> WRITTEN REQUEST:
Extract every line in the items below that contains the word "floor", and copy each such line.

RECORD EXTRACTS start

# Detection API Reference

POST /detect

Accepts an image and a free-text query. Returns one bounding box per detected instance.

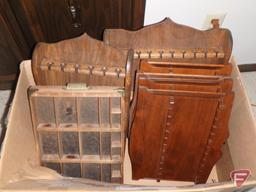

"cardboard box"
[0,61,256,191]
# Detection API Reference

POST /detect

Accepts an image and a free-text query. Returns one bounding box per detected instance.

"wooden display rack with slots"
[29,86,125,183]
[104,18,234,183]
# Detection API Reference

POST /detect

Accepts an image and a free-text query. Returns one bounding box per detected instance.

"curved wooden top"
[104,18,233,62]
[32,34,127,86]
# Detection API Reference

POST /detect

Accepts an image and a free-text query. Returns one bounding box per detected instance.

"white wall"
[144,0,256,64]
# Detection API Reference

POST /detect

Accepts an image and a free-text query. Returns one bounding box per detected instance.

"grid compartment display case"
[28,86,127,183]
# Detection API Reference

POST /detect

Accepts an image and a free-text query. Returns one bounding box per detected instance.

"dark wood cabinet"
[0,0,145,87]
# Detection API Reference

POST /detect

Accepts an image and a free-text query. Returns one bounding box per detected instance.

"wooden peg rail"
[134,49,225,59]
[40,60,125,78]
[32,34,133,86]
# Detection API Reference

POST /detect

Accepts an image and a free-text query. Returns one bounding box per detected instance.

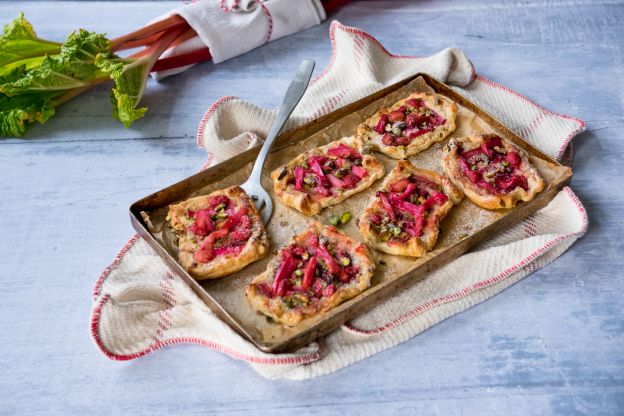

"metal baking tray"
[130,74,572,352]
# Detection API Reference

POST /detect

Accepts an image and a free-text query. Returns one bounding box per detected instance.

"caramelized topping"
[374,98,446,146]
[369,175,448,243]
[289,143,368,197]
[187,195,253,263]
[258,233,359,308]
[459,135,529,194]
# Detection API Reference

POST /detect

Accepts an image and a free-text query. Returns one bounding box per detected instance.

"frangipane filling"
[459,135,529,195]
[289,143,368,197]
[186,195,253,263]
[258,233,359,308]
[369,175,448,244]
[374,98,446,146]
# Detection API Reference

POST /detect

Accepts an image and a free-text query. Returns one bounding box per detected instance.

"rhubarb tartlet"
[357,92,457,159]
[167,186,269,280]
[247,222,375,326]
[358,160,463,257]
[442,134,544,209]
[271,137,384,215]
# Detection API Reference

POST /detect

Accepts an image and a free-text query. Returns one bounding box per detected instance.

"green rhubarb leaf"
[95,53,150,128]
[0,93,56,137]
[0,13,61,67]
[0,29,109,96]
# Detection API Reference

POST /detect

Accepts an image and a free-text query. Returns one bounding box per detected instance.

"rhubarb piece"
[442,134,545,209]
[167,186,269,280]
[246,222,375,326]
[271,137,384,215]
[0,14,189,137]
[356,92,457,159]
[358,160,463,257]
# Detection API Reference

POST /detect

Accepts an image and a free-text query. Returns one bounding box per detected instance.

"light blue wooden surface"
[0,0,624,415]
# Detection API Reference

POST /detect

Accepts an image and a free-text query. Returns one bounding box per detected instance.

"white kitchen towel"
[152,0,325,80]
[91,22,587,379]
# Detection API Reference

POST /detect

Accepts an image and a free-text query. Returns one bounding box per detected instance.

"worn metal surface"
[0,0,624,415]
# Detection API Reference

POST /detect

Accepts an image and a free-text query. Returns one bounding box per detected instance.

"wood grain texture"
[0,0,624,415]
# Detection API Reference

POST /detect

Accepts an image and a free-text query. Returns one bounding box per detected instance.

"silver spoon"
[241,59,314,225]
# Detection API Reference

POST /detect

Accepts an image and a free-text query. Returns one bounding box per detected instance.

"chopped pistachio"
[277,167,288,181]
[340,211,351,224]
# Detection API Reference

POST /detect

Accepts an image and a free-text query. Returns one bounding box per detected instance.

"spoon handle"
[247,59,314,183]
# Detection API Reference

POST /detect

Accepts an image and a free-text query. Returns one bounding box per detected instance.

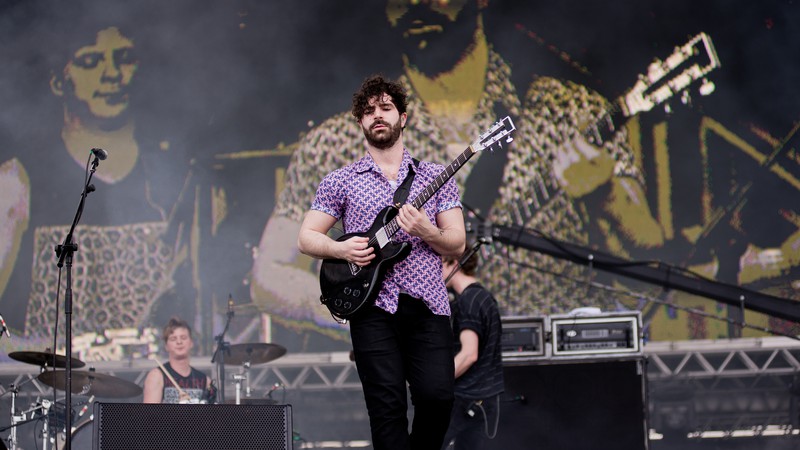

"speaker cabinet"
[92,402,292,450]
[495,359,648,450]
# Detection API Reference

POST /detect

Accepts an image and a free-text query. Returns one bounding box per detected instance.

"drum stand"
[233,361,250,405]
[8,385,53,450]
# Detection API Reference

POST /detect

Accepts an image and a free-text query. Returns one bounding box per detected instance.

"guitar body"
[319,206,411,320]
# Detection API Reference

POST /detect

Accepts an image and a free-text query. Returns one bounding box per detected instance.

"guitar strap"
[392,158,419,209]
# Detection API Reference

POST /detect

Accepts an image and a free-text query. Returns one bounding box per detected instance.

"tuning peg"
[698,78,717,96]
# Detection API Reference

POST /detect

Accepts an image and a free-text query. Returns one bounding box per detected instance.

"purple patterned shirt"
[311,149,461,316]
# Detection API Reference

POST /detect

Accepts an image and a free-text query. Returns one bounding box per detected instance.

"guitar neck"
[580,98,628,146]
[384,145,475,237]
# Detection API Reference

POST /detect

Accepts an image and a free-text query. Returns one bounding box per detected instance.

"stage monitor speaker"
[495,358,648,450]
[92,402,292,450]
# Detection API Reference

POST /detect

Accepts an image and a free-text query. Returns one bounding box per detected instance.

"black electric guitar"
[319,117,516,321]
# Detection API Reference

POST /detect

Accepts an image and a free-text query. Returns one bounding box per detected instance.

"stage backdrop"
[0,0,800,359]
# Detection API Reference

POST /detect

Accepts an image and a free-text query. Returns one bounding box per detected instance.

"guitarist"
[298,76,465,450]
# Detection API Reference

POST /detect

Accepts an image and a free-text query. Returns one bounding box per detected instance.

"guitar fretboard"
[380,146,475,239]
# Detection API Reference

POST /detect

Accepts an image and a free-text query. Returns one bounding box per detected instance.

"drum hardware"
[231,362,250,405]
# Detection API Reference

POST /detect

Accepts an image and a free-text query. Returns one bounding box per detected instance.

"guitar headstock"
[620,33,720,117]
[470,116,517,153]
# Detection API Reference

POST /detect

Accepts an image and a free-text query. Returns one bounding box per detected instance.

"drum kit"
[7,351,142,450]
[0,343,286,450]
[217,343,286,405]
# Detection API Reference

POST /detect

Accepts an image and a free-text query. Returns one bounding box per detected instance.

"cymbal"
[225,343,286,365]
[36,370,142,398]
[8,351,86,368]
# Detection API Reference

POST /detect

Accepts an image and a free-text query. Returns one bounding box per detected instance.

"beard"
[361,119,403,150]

RECORD EXTRACTS end
RECORD EXTRACTS start

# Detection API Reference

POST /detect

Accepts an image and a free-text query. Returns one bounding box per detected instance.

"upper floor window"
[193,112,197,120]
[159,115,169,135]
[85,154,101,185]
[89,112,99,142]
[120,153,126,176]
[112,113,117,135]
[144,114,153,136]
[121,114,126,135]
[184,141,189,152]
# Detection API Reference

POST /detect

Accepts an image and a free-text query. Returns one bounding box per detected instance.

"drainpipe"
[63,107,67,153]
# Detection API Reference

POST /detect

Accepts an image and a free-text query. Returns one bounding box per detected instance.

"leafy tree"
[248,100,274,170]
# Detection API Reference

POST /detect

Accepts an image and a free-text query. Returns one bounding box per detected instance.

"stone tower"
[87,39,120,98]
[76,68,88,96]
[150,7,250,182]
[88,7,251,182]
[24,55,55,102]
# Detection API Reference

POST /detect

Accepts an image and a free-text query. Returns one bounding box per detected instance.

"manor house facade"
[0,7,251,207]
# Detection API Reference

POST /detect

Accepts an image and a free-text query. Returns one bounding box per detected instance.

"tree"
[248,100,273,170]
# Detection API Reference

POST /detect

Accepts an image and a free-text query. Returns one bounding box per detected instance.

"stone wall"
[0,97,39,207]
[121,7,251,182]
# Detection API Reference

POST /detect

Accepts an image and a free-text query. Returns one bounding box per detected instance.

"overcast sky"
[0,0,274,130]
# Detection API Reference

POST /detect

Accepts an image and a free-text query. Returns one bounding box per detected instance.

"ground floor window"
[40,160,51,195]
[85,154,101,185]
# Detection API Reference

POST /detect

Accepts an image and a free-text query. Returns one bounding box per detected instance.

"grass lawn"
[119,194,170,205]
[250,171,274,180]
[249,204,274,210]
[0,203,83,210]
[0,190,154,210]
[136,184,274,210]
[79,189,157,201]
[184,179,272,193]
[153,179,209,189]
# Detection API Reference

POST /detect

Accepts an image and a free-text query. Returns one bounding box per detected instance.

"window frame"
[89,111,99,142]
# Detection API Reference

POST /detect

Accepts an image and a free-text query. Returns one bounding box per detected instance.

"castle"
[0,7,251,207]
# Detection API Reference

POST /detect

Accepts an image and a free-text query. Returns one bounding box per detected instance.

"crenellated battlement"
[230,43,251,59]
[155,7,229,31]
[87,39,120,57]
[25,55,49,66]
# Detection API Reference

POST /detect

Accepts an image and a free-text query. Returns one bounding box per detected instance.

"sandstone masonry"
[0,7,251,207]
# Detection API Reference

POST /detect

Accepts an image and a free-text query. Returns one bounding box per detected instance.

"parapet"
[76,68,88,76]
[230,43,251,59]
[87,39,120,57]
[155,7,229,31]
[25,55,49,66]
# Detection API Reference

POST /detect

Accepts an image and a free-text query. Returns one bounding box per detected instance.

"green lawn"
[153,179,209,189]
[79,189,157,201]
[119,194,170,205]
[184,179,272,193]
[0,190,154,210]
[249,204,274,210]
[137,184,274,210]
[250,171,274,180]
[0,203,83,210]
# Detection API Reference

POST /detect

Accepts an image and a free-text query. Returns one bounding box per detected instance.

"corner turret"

RECORD EXTRACTS end

> EXERCISE ANSWER:
"upper floor window"
"ground floor window"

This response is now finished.